## Begin Provided records

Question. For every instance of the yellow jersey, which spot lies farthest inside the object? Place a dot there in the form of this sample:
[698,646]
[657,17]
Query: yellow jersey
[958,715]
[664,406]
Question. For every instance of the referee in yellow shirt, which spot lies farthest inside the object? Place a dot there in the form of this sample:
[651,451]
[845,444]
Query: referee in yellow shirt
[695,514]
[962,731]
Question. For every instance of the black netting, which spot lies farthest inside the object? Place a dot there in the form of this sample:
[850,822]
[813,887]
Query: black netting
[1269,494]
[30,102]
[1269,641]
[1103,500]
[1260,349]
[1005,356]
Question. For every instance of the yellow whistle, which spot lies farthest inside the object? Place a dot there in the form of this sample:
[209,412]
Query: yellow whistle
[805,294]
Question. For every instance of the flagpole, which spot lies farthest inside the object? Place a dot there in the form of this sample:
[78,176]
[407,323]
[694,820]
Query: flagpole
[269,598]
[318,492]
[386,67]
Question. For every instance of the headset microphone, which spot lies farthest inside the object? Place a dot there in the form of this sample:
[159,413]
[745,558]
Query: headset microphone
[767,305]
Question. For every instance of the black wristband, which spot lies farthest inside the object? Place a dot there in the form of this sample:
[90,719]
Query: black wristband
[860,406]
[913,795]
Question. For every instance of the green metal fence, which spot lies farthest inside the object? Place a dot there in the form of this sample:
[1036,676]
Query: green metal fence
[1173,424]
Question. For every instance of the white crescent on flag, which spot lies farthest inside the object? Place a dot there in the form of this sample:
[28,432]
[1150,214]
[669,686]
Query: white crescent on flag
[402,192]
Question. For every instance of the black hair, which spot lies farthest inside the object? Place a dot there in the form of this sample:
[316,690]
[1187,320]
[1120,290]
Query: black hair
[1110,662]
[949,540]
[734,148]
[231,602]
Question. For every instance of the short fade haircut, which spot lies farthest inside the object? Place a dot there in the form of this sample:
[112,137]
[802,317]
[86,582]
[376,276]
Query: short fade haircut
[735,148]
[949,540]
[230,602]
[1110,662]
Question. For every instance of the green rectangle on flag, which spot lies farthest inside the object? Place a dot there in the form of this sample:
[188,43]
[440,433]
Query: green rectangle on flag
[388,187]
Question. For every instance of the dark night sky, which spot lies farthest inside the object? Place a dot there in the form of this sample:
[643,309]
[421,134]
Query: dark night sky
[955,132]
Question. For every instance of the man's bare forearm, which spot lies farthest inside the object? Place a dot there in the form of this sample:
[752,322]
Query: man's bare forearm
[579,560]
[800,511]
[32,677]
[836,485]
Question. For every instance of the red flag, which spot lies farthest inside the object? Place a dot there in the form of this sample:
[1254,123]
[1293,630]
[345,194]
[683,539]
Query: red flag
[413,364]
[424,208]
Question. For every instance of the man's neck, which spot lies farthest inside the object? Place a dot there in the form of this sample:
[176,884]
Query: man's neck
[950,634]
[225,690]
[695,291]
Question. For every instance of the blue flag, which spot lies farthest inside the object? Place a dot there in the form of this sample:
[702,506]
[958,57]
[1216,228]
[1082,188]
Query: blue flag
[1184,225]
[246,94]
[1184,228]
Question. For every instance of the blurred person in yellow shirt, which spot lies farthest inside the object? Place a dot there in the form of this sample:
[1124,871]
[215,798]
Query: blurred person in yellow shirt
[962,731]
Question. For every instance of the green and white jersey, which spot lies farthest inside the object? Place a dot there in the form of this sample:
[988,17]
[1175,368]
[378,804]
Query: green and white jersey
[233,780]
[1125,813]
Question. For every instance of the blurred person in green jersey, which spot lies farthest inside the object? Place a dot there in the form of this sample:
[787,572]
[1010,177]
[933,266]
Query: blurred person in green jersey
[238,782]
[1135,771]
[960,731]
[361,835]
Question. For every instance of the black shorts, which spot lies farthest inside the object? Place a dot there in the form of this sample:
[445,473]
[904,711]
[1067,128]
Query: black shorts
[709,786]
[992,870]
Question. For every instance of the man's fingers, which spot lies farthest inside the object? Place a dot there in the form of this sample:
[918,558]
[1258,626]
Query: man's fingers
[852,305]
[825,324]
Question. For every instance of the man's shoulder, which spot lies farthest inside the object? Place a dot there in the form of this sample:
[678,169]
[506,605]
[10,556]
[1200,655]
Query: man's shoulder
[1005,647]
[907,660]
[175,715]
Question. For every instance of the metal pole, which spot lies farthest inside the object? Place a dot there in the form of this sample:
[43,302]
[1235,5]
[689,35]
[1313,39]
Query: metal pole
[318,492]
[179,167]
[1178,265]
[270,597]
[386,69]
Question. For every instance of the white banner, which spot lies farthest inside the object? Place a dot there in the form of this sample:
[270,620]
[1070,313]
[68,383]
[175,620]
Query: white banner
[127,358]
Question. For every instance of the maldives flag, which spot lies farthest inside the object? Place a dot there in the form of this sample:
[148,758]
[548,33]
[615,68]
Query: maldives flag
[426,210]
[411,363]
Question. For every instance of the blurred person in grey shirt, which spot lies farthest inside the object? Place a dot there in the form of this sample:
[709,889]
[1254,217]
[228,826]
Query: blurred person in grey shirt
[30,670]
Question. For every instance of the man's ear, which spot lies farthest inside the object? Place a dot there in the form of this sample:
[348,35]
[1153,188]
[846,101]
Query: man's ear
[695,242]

## End Provided records

Output all of the material, please, exactly as it stands.

-- The result --
Question. For every instance of the yellow jersey, which spot lies farthest inside the object? Place a dot there in the form of this sample:
[698,646]
[657,17]
Query: yellow jersey
[958,715]
[664,406]
Question. For every instance of the referee in yellow shirt, which spot lies farthest inside the object? Place a dot there in the form of this sample:
[651,451]
[845,444]
Query: referee in yellow shirt
[695,514]
[962,731]
Question. For every instance of the black netting, which spot lies farthest inside the object? Place a dot there in the form of this sample:
[850,822]
[813,887]
Query: black netting
[1269,494]
[30,102]
[1269,641]
[1103,500]
[1260,349]
[1005,356]
Question. For every instance of the yellow whistle, which spot lies farthest inside the object? Place a dot there in the form of this sample:
[209,412]
Query: yellow whistle
[805,294]
Question. For every instance of the flagpole, which spot lies farthest inside the object? Place a dot there in the form of this sample:
[78,176]
[407,323]
[694,820]
Query: flagpole
[269,598]
[318,492]
[386,67]
Question. For every instance of the headset microphone, which spot lies farthest inside the object? Place a dot there in the form of this sample:
[159,413]
[745,558]
Query: headset microphone
[767,305]
Question. For every instance of the black wristband, which spot lies farthest inside the object? Place a dot there in the form of this sample:
[90,719]
Query: black wristband
[860,406]
[913,795]
Question. For every instance of the green metal fence, which spot lies farthest inside the object? Place a dot there in the form of this sample:
[1036,676]
Query: green metal fence
[1173,424]
Question. For every instance of the white crescent on flag, which spot lies farthest inside the object? Place a dot there in the form of this sample:
[28,432]
[1150,214]
[669,686]
Query: white crescent on flag
[402,192]
Question. For every instance of the black hair, which spot lies farthest inside the object? Place a dot there in the form of this sample:
[316,690]
[1187,320]
[1120,290]
Query: black hair
[1110,662]
[949,540]
[734,148]
[231,602]
Question. For every instance of the short fade haircut, which spot lies farthest inside the object? Place a dot there in the form of this sample:
[112,137]
[802,317]
[86,582]
[376,276]
Query: short fade haircut
[735,148]
[949,540]
[230,602]
[1110,662]
Question. For every instance of the green rectangle on flag, which spot lies farthest inside the object? Place a dot there in the form of this sample:
[188,43]
[440,433]
Query: green rectangle on flag
[388,187]
Question. For every instance of the dark night sky, which spot lies farthest inside the object? Place a dot there in the form of this sample:
[643,309]
[421,134]
Query: dark night sky
[955,132]
Question. For every instance of the man's bare forearm, which spot lies farthest inside the object? Place a dot there in the form of this sample:
[752,322]
Query: man's bare forearm
[579,560]
[800,511]
[32,677]
[836,485]
Question. For every instance of the red flag, which spot lies farthest inside the object? Place a dot there in the form of this sample:
[1254,123]
[1293,630]
[345,194]
[683,539]
Query: red flag
[413,364]
[424,208]
Question. For every instance of the man's neck, which spot lies farthest inside the object? Place a dot there in the form of this sample:
[176,884]
Query: man's neck
[950,634]
[225,690]
[695,291]
Question. For every instance of the blue flag, which spot lies farthest inside the object? Place a dot there in the form of this sample:
[702,506]
[958,57]
[1216,228]
[1082,188]
Query: blue flag
[1184,225]
[246,94]
[1184,228]
Question. For every instance of the blurred person in yellow shirt, which spot lies farthest inside the object? Place a dot there in the form of this sample:
[1124,871]
[215,798]
Query: blurred person in yellow shirt
[962,731]
Question. For every instance of the green and white jersey, which spot lies farthest inside the object? Place a dot there in the form of this sample:
[988,17]
[1175,368]
[378,804]
Query: green and white jersey
[233,780]
[1125,813]
Question. For every instance of the blurred person in green jersey, which spot lies farthest inside the object? Place a dot there in the form of this sample:
[787,572]
[1010,177]
[933,266]
Query: blurred person in green jersey
[238,782]
[1135,771]
[960,731]
[361,835]
Question. For every instance of the black shorts, which spot lies farthest inside the object? Place a dot there in the form of this sample:
[445,473]
[904,711]
[1067,128]
Query: black shorts
[709,786]
[992,870]
Question. For every instance of the man's fingers, which spot lies farthest inside the object? Place a dot there in the form of this sample:
[918,558]
[1258,626]
Query: man's fingers
[852,305]
[825,324]
Question. For every instance of the man's shoulder, which spot lies farthest inside the object? Place a dot there in the form of this sample:
[678,169]
[506,605]
[10,556]
[1200,655]
Query: man's shoulder
[1005,647]
[907,660]
[175,715]
Question. For every instance of the metal pole, which spot lies farthest inside the object? Place a dot there in the form of this sample:
[43,302]
[1235,5]
[689,35]
[1313,39]
Query: metal pole
[318,492]
[179,167]
[1178,265]
[270,597]
[386,69]
Question. For every instance of the white banner, which spot lies farthest inside the object? Place a dot there in the form of this sample:
[270,620]
[1070,313]
[68,383]
[175,620]
Query: white banner
[127,358]
Question. For every instance of the maldives flag, which spot lies farthest inside the object? Place a dot there in the form of this sample:
[148,758]
[548,33]
[615,68]
Query: maldives flag
[426,210]
[411,363]
Question. For every instance of the blurred person in grey shirt, which spot lies farthest inside the object? Place a dot there in the form of this sample:
[709,889]
[1254,217]
[228,826]
Query: blurred person in grey shirt
[30,670]
Question. For every instance of the man's ear, which spot lies farthest inside the object? Place a dot there in the form of this sample:
[348,35]
[1153,188]
[846,101]
Query: man's ear
[695,242]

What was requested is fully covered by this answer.